### Exercise directions
Starting at the line below holding "the white cap" and stopping at the line holding "the white sand", print every line exactly, both ends included, and leave the rest out.

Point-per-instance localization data
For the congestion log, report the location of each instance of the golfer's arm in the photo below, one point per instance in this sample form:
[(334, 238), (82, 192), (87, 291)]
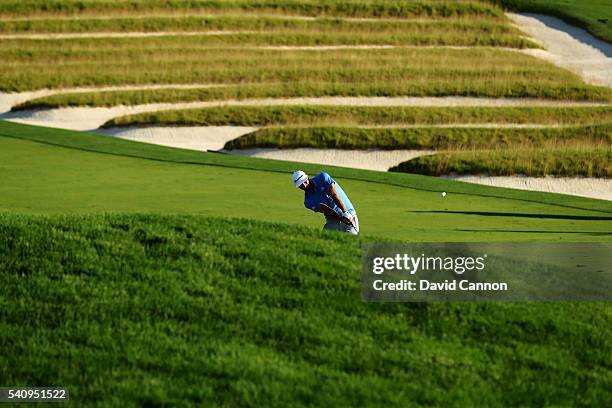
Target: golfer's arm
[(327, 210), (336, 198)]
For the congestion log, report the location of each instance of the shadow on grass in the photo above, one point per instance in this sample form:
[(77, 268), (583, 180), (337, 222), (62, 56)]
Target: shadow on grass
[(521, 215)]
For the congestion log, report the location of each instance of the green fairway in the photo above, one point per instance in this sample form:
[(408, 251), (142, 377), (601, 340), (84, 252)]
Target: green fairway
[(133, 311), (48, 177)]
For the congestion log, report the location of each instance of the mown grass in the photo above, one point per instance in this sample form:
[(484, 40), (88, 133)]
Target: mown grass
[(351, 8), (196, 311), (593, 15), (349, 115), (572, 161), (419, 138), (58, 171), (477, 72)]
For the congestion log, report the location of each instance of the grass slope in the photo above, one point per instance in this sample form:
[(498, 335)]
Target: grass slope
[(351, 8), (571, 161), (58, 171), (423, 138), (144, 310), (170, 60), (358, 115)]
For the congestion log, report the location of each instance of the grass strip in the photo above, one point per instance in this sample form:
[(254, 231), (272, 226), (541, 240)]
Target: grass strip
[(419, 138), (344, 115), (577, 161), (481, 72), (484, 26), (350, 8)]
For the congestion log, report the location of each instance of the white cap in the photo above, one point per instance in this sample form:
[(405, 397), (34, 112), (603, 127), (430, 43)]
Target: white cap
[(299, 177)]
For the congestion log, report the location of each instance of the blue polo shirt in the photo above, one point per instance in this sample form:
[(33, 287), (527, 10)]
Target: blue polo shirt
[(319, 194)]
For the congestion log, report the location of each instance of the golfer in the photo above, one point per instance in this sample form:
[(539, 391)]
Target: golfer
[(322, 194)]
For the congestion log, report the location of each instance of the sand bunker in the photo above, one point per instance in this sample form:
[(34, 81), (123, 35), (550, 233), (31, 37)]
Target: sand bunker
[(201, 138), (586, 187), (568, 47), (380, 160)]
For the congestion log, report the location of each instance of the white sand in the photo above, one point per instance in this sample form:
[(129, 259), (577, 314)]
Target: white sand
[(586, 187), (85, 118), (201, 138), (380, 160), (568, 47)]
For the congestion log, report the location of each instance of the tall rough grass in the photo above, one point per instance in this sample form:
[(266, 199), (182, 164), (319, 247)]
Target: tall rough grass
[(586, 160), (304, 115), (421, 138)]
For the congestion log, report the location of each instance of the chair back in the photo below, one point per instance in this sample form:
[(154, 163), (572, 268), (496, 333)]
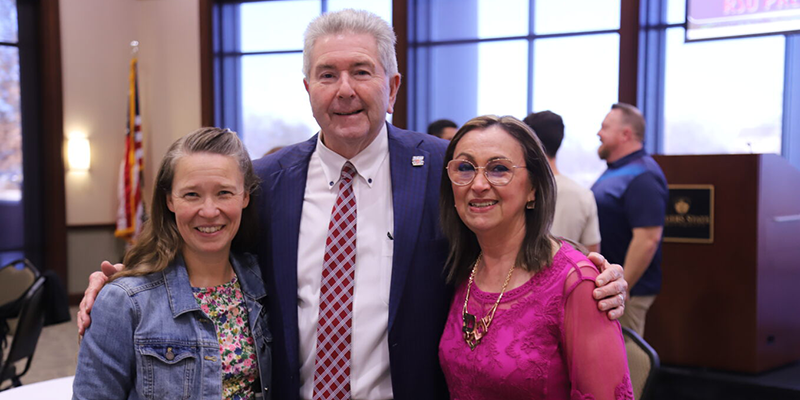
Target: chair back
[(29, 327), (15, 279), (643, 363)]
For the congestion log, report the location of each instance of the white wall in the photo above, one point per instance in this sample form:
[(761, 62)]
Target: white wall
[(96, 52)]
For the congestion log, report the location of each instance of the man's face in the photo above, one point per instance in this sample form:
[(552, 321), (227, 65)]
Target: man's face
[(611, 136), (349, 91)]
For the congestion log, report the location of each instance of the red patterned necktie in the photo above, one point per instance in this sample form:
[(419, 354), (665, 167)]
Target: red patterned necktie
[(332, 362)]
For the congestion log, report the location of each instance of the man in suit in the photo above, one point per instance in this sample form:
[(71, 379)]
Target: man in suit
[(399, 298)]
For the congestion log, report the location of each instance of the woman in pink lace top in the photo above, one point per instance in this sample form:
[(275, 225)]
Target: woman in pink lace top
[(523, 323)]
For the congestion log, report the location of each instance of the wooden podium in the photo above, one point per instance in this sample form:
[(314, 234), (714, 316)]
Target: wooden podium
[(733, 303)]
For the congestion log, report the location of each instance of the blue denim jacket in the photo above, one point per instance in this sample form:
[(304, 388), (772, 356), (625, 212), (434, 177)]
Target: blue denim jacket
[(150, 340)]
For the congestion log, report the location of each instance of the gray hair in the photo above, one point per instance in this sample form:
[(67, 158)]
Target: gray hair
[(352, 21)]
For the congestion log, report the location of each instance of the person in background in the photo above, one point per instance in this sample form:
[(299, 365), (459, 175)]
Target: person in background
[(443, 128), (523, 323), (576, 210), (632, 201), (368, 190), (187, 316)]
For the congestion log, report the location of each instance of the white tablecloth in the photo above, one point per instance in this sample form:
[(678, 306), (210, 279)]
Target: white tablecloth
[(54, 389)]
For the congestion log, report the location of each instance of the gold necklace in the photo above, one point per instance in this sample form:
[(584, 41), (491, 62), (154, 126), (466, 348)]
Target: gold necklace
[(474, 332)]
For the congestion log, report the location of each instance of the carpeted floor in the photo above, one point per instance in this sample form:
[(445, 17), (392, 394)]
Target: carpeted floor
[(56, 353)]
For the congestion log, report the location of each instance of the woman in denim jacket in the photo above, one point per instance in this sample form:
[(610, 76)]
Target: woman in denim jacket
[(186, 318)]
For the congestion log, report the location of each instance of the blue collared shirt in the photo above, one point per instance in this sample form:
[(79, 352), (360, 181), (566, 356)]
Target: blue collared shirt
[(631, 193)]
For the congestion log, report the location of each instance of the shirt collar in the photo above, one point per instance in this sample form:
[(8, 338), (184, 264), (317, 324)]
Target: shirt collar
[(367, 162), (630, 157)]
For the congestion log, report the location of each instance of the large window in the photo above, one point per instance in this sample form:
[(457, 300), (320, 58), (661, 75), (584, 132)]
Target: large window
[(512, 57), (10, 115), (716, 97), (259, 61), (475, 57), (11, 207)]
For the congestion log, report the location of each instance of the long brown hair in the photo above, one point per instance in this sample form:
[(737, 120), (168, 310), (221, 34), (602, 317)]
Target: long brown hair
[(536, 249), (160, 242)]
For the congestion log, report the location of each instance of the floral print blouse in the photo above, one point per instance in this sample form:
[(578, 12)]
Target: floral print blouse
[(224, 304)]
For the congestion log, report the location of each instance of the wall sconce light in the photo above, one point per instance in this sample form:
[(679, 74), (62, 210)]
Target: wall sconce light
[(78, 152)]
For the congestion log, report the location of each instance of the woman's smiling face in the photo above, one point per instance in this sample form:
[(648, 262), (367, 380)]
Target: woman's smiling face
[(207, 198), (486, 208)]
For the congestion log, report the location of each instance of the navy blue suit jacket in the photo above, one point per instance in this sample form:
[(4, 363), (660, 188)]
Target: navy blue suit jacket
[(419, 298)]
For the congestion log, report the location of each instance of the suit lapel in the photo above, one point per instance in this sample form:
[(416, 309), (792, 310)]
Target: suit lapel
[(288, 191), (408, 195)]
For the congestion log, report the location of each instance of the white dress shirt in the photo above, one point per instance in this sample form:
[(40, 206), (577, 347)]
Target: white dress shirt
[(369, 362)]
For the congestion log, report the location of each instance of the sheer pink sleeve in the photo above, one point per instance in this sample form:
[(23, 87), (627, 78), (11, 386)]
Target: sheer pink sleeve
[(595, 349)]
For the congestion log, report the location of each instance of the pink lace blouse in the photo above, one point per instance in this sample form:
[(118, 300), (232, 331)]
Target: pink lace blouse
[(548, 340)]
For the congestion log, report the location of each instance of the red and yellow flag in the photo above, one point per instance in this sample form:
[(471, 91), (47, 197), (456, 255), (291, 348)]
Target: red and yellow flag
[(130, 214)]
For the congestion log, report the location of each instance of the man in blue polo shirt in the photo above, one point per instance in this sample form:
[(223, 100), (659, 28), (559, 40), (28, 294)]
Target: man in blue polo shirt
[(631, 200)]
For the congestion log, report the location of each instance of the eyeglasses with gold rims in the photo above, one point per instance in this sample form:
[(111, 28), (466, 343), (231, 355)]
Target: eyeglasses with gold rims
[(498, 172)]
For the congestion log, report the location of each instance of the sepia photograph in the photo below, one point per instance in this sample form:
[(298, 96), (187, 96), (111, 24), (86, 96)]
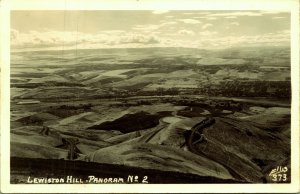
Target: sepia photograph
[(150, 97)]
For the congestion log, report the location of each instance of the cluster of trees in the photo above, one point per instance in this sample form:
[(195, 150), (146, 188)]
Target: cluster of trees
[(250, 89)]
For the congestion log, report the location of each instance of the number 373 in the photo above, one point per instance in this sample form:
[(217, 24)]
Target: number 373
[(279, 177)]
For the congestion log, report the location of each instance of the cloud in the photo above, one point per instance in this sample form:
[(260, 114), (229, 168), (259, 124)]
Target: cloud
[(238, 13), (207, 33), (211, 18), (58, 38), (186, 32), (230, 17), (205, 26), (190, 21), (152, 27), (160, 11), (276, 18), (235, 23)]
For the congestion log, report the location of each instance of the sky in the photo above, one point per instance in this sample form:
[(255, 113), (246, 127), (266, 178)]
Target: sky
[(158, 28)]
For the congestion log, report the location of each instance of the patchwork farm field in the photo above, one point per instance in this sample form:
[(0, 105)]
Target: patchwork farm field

### Reply
For the congestion log, report the location of each instance of the white cap in the photo above, one point per instance in this sample form:
[(405, 397), (34, 112), (603, 127), (430, 43)]
Target: white cap
[(299, 177)]
For the congestion log, report the location of each instance of the blue polo shirt in the photo above, one point per instance in this sample form:
[(33, 287), (527, 10)]
Target: blue polo shirt
[(319, 194)]
For the congestion log, report the location of each instance of the golfer in the photo above, one point per instance in this sample form:
[(539, 391)]
Target: golfer
[(322, 194)]
For the congestion log, report the location of each instance of the sand bunker in the photo above, one point per instance in this sample form:
[(34, 81), (123, 35), (550, 233), (31, 37)]
Target: sand bunker
[(201, 138), (586, 187), (568, 47), (380, 160)]
For the congestion log, report the location of each instance of the white sand in the photo above, one point per instance in this sample form:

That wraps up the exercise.